• _Passage_:
● ● ● ●
1. The proceedings, commencing on 27 June 2013, and culminating in the judgment and the order of the magistrate made on the 27 June 2013, as well as the said judgment and order for the admission and detention of Mbijana Luphuwana (‘the accused’) as an involuntary mental health care user, are reviewed and set aside.


2. The matter is remitted to the Magistrate’s Court;


3. The accused shall be caused, by lawful means and procedures, to appear before the magistrate, who shall deal with the matter and finalise it in accordance with s 78 and the other relevant provisions of the Criminal Procedure Act, and in the light of this judgment.


P COPPIN

JUDGE OF THE GAUTENG HIGH COURT


(SOUTH GAUTENG LOCAL DIVISION)


JOHANNESBURG

I agree:

B VALLY

JUDGE OF THE GAUTENG HIGH COURT


(SOUTH GAUTENG LOCAL DIVISION)
● ● ● ●
• _Data under study_:
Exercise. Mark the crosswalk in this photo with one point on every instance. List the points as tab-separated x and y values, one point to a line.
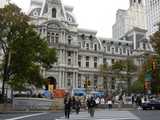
103	115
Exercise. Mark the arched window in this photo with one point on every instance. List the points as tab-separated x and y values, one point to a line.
95	47
54	12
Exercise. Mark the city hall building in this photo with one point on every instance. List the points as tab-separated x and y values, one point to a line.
79	51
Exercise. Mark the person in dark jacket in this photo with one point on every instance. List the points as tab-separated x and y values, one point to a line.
91	106
67	106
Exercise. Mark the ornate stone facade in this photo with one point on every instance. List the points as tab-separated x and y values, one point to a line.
79	51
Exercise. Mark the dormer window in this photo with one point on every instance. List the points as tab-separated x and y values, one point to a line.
54	12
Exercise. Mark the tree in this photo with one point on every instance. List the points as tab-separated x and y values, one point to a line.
103	68
117	68
155	41
138	85
24	50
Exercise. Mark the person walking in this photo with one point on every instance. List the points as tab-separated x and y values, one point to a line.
67	106
109	104
91	106
77	105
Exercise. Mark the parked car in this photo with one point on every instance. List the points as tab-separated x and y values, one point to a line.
152	104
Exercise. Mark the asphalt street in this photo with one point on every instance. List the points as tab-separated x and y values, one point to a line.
99	115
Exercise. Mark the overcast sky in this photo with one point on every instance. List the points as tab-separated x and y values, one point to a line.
91	14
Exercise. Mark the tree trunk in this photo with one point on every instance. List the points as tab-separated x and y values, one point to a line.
5	75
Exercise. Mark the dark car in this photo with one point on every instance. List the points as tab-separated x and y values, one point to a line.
153	104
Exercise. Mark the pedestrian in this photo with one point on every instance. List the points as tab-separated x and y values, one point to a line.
77	105
67	106
109	104
91	106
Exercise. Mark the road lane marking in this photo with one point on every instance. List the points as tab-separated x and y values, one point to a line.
21	117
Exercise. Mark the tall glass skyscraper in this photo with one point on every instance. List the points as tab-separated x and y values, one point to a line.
153	15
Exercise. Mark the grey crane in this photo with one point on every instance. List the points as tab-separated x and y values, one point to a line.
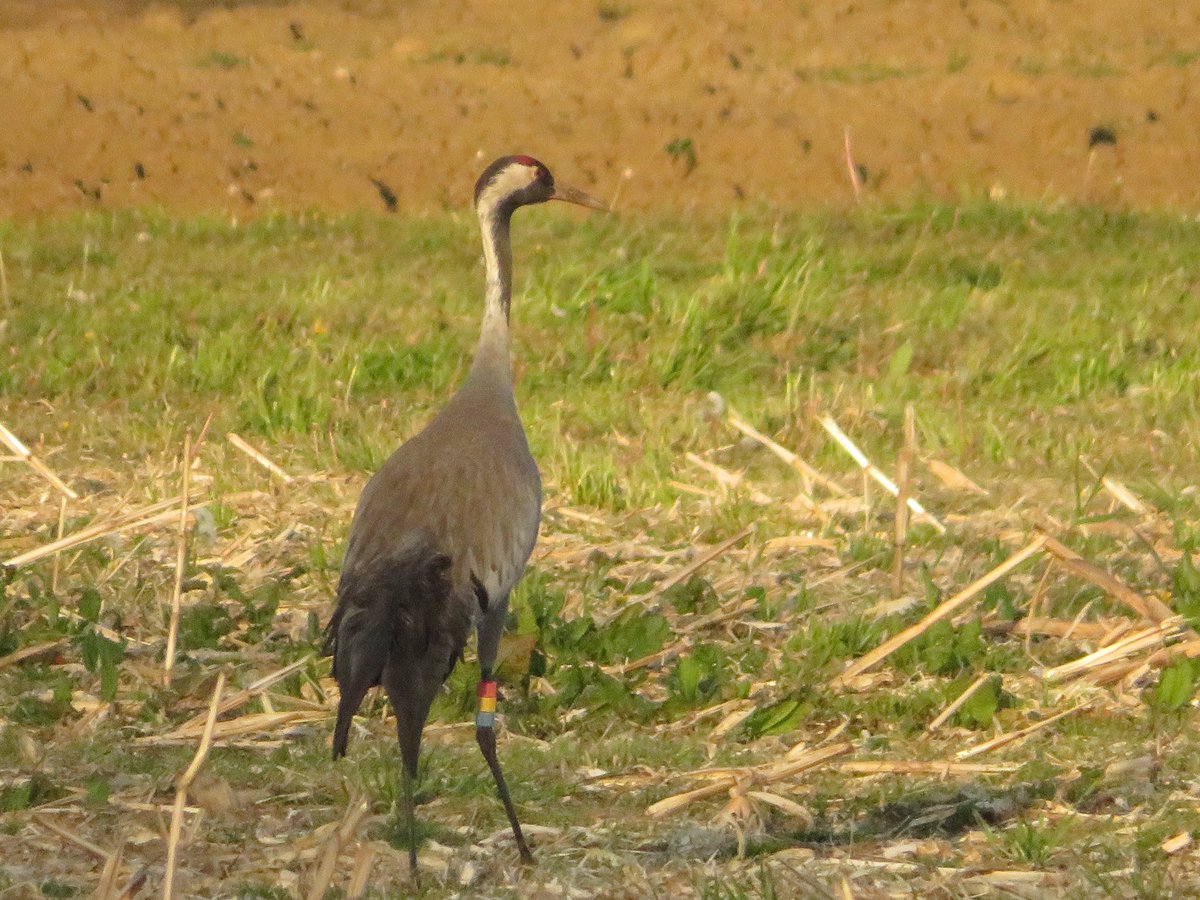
444	528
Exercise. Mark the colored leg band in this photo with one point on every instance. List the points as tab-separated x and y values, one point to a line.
486	715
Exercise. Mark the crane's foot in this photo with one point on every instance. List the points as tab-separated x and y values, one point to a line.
485	736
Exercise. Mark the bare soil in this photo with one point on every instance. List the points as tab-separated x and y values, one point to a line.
249	107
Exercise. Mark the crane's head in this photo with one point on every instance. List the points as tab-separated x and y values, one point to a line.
515	181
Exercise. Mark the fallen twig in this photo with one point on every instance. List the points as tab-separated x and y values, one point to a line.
1005	739
258	456
871	469
35	463
891	646
183	784
1149	607
335	843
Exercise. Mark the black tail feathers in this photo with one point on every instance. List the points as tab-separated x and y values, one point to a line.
389	606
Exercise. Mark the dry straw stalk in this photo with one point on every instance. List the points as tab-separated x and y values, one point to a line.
877	474
891	646
35	463
183	784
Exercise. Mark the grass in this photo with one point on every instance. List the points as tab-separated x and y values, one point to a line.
1041	348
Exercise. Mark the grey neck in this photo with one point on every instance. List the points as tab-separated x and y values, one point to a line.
492	360
498	259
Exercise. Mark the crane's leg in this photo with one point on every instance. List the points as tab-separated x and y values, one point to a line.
409	778
490	628
485	736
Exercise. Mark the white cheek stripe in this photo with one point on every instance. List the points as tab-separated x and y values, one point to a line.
508	180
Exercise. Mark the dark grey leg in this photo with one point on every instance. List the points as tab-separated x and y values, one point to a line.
490	629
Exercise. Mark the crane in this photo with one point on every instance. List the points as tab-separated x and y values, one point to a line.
444	528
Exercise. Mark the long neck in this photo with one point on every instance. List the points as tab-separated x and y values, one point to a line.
493	336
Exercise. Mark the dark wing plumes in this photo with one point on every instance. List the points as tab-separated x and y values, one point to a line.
395	623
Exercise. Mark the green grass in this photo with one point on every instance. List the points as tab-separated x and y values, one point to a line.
1041	348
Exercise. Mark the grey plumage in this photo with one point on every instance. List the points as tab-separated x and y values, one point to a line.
444	528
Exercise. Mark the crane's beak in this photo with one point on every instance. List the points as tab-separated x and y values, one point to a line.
574	195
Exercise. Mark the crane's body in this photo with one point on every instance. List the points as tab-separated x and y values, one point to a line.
444	528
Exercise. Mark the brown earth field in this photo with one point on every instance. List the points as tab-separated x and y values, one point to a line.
241	108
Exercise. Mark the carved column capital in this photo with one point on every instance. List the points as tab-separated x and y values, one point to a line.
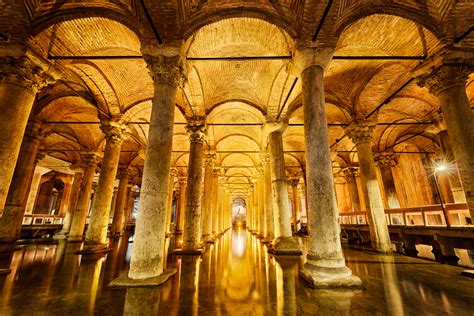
24	72
90	159
385	160
445	77
361	131
166	69
197	131
114	131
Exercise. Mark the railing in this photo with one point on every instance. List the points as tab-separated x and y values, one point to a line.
42	220
453	215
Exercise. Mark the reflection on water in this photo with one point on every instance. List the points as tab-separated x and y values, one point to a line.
236	276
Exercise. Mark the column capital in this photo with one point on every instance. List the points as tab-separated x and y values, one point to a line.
114	130
360	131
197	130
385	160
444	77
24	72
166	69
305	57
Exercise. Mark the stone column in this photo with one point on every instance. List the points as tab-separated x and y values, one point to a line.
192	216
386	161
148	254
20	80
350	175
80	214
210	156
266	213
181	206
453	173
283	244
296	202
173	174
73	198
361	133
118	223
448	83
12	218
325	266
215	201
96	234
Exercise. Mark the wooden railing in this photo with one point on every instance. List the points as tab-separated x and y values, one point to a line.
453	215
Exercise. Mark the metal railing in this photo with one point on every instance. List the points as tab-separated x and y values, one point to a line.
453	215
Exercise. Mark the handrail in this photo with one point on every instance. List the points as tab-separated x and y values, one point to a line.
455	215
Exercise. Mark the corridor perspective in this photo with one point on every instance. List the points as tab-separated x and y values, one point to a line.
236	276
264	157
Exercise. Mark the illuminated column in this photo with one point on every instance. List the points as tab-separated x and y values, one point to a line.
181	206
385	162
448	83
192	217
173	174
361	133
20	80
120	203
325	266
268	217
283	243
96	234
350	175
215	201
12	218
75	190
296	205
210	156
80	214
146	265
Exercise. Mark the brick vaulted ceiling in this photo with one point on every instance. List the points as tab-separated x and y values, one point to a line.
238	91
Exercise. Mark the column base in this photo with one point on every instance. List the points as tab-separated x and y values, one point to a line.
326	278
285	246
123	281
188	252
94	249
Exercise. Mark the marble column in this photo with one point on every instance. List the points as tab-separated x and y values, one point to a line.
73	198
325	265
350	176
173	174
20	80
96	234
296	205
80	213
453	172
448	83
361	133
149	245
12	218
178	229
207	197
386	161
283	244
267	211
192	216
215	201
118	223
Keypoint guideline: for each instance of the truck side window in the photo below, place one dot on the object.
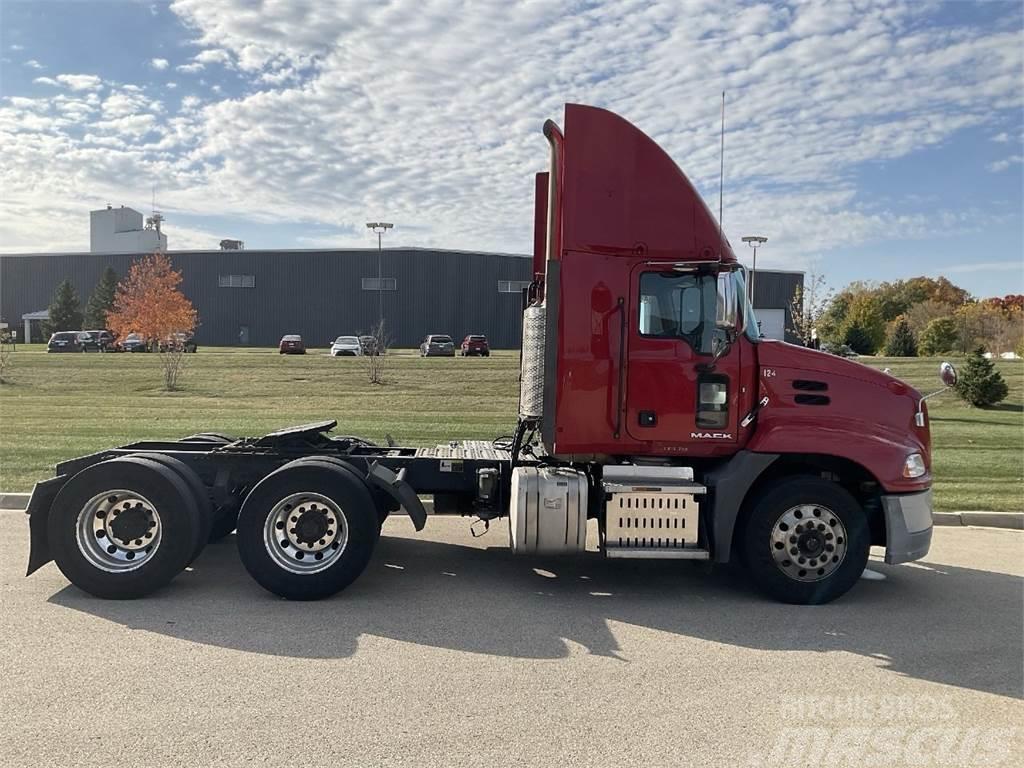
(679, 305)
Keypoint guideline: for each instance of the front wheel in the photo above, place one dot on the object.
(124, 527)
(805, 541)
(307, 530)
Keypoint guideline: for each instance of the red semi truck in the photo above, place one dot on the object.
(648, 402)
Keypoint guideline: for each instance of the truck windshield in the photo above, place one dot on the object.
(749, 318)
(680, 305)
(688, 305)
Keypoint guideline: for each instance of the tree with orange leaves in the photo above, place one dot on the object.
(148, 303)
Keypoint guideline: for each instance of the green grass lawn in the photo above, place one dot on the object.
(61, 406)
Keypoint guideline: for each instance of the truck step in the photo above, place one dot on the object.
(629, 553)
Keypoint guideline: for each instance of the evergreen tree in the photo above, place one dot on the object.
(66, 311)
(101, 300)
(979, 383)
(858, 339)
(939, 336)
(901, 343)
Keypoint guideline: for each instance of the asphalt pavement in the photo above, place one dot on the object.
(450, 651)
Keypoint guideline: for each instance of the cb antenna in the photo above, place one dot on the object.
(721, 177)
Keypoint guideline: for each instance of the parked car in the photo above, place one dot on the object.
(346, 346)
(67, 341)
(475, 344)
(291, 344)
(439, 345)
(182, 341)
(97, 341)
(134, 343)
(370, 345)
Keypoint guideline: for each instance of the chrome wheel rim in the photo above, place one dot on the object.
(118, 530)
(808, 543)
(305, 532)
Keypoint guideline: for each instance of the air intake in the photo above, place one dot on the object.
(809, 385)
(531, 375)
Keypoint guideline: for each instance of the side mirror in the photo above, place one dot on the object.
(727, 310)
(947, 374)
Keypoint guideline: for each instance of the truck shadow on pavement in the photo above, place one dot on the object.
(948, 625)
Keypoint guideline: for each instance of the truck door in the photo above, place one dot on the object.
(674, 328)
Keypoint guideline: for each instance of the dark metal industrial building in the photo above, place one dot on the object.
(255, 297)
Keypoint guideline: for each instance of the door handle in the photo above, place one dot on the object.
(754, 412)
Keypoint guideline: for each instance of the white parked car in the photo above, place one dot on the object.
(344, 345)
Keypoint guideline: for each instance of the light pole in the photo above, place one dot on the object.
(379, 227)
(754, 241)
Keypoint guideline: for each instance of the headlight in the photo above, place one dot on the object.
(913, 466)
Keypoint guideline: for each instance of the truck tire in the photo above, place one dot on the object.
(307, 530)
(382, 510)
(94, 546)
(200, 493)
(805, 541)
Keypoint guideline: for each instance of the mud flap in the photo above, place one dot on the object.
(39, 512)
(394, 485)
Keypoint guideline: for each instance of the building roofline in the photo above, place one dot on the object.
(368, 249)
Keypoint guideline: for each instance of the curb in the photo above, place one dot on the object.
(1012, 520)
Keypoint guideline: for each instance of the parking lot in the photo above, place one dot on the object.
(444, 653)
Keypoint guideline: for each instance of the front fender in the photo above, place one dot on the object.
(878, 449)
(39, 512)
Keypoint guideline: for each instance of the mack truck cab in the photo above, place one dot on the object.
(642, 356)
(649, 404)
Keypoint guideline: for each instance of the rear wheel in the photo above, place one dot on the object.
(124, 527)
(200, 494)
(307, 529)
(806, 541)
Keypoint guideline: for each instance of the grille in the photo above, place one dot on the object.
(651, 520)
(531, 379)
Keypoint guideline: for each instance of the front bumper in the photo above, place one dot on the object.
(908, 525)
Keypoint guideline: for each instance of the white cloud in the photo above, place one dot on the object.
(75, 82)
(1000, 165)
(212, 55)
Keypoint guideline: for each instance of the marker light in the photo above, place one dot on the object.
(913, 466)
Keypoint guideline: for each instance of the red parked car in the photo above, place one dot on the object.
(475, 344)
(292, 344)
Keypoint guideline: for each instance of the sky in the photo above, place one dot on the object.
(867, 140)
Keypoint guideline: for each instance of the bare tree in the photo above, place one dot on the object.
(375, 354)
(808, 304)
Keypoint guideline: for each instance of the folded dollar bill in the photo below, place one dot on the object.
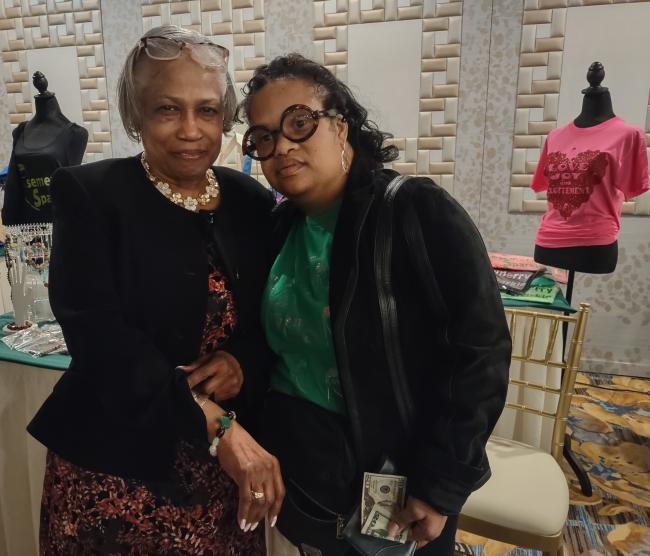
(377, 526)
(382, 497)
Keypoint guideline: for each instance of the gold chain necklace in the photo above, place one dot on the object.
(188, 202)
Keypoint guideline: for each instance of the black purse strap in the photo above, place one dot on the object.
(387, 304)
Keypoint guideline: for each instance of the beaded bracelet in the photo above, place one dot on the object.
(224, 423)
(199, 398)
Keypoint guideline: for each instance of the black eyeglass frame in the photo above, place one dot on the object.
(225, 53)
(316, 115)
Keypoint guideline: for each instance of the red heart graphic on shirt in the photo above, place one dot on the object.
(571, 181)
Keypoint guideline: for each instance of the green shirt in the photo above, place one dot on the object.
(296, 316)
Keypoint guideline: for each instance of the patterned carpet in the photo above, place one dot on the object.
(610, 425)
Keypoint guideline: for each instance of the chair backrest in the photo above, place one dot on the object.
(538, 341)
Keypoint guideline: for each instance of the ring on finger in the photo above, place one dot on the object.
(257, 495)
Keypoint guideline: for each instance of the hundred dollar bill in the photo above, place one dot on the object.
(386, 491)
(377, 526)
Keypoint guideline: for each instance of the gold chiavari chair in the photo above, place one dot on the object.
(526, 500)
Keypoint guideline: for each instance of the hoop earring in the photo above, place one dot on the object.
(344, 165)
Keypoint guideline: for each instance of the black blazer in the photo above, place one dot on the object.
(454, 335)
(128, 284)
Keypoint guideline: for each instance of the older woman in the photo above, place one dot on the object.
(334, 389)
(157, 271)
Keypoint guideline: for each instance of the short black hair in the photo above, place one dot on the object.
(364, 136)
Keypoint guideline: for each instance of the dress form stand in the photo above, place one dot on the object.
(592, 259)
(41, 145)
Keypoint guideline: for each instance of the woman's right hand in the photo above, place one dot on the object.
(252, 468)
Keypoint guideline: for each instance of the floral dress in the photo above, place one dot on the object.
(84, 512)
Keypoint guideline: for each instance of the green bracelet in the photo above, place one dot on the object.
(224, 422)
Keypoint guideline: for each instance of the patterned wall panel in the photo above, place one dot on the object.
(236, 22)
(540, 70)
(432, 152)
(31, 24)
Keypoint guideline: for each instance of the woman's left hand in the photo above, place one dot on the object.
(216, 374)
(423, 522)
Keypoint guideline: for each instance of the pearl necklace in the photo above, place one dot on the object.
(188, 202)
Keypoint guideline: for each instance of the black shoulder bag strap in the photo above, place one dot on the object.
(387, 304)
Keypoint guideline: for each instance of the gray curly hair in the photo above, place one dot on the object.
(128, 92)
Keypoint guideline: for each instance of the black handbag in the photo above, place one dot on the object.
(317, 451)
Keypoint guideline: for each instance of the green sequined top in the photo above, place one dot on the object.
(296, 317)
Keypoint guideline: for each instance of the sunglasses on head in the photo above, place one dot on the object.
(205, 53)
(297, 123)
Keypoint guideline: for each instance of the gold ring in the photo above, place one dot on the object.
(257, 495)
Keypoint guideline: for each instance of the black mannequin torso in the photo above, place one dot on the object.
(597, 103)
(593, 259)
(41, 145)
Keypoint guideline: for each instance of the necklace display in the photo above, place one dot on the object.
(186, 201)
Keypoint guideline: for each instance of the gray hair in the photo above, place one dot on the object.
(128, 92)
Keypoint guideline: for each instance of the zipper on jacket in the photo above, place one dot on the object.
(341, 344)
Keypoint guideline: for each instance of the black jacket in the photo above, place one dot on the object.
(455, 340)
(128, 284)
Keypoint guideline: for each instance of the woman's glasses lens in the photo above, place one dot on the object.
(298, 124)
(207, 54)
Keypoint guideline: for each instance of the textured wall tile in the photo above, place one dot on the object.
(122, 23)
(289, 27)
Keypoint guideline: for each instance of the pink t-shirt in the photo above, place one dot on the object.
(588, 173)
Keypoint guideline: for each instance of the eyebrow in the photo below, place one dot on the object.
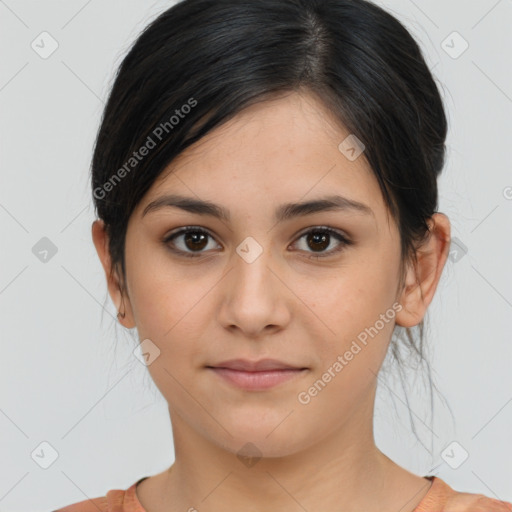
(283, 213)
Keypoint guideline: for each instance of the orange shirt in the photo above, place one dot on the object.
(440, 498)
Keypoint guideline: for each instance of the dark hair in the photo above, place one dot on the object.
(201, 62)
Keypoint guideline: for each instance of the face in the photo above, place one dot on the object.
(316, 290)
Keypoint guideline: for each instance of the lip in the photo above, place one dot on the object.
(256, 375)
(256, 366)
(259, 380)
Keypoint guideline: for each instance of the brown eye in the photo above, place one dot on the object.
(318, 239)
(194, 240)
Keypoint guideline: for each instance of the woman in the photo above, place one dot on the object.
(265, 179)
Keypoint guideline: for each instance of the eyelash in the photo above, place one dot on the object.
(319, 229)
● ● ● ●
• _Exercise directions_:
Swap "magistrate" for "presiding officer" in the portion of the court order between "3. The accused" and "of this judgment.", inclusive, and write out that portion with the change.

• _Exercise answer_:
3. The accused shall be caused, by lawful means and procedures, to appear before the presiding officer, who shall deal with the matter and finalise it in accordance with s 78 and the other relevant provisions of the Criminal Procedure Act, and in the light of this judgment.